[I] Le point de vue dans la narration : choix du narrateur
Posté : mar. oct. 01, 2013 3:34 am
Bonsoir, ou bonjour, grenouillettes et grenouillots !
Je ne sais pas trop si je vais vous être utile, peut-être que mon topo ne fait que rappeler ce que vous savez parfaitement mais tant pis. La focalisation, dans un récit, j'ai toujours pensé que c'était absolument fondamental et que tout le reste en découlait, mais c'est peut-être faux. Trop de gens plus compétents que moi ont développé la théorie du point de vue pour que je vous en remette une tartine, mais il me semble que ça pourrait aider à y voir clair si je m’amusais à écrire un chef-d’œuvre littéraire selon les diverses options possibles. Je prends la situation du polar de base : un patibulaire mais presque attaque un passant pour le voler, une nuit, dans une rue.
1. Troisième personne, narrateur omniscient (et lourd !)
Par une nuit sans lune propice aux guet-apens, un homme se dissimulait dans l’ombre d’un porche, guettant une proie. C’était un repris de justice surnommé Hammer en hommage aux coups terribles qu’il était capable d’asséner, comme ses codétenus n’en avaient que trop fait l’expérience. Il pestait contre le froid aigu de cette nuit d’hiver, tout en serrant ses poings dans ses poches. Enfin son attente fut récompensée : un passant isolé, en tenue de soirée, sortit d’une voiture qu’il venait de garer derrière l’angle de la rue et marcha vers lui sans le voir, puis le dépassa. Hammer assomma l’inconnu d’un terrible coup sur la nuque, puis le fouilla rapidement. Il s’empara rapidement d’un portefeuille, arracha une chevalière en or du doigt de sa victime, et s’enfuit à toutes jambes, sans vérifier si c’était un vivant ou un cadavre qu’il laissait derrière lui.
2. Troisième personne, narrateur discret aligné sur un personnage.
Par une nuit sans lune, un homme se dissimulait dans l’ombre d’un porche, guettant une proie, pestant contre le froid aigu de cette nuit d’hiver, et en serrant ses poings dans ses poches. Enfin il entendit des pas, et un passant isolé, en tenue de soirée, marcha vers lui, après avoir tourné le coin de la rue, puis le dépassa. Il fut assommé d’un terrible coup sur la nuque, puis fouillé. L’agresseur s’empara rapidement d’un portefeuille, arracha une bague au doigt de sa victime et s’enfuit à toutes jambes.
3. Troisième personne, focalisation externe : le narrateur feint de découvrir les faits en même temps que nous. Nous assistons à une scène de cinéma, qu’il nous faut interpréter. Par tradition, ce genre de narration se fait au présent.

### DONNÉES RECUEILLIES
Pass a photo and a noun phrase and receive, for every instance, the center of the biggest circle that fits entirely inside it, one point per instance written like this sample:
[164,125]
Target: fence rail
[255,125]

### DÉFIS PROPOSÉS
A – Mettez à jour le passage du texte fourni allant de « Par une nuit sans lune propice » jusqu'à « laissait derrière lui. » en remplaçant « Hammer » par « Marteau ».
B – D'après le texte fourni, à quel temps se fait traditionnellement la narration en focalisation externe ?

### RÉPONSES PAR EXERCICE
A –
Par une nuit sans lune propice aux guet-apens, un homme se dissimulait dans l’ombre d’un porche, guettant une proie. C’était un repris de justice surnommé Marteau en hommage aux coups terribles qu’il était capable d’asséner, comme ses codétenus n’en avaient que trop fait l’expérience. Il pestait contre le froid aigu de cette nuit d’hiver, tout en serrant ses poings dans ses poches. Enfin son attente fut récompensée : un passant isolé, en tenue de soirée, sortit d’une voiture qu’il venait de garer derrière l’angle de la rue et marcha vers lui sans le voir, puis le dépassa. Marteau assomma l’inconnu d’un terrible coup sur la nuque, puis le fouilla rapidement. Il s’empara rapidement d’un portefeuille, arracha une chevalière en or du doigt de sa victime, et s’enfuit à toutes jambes, sans vérifier si c’était un vivant ou un cadavre qu’il laissait derrière lui.

B – Au présent.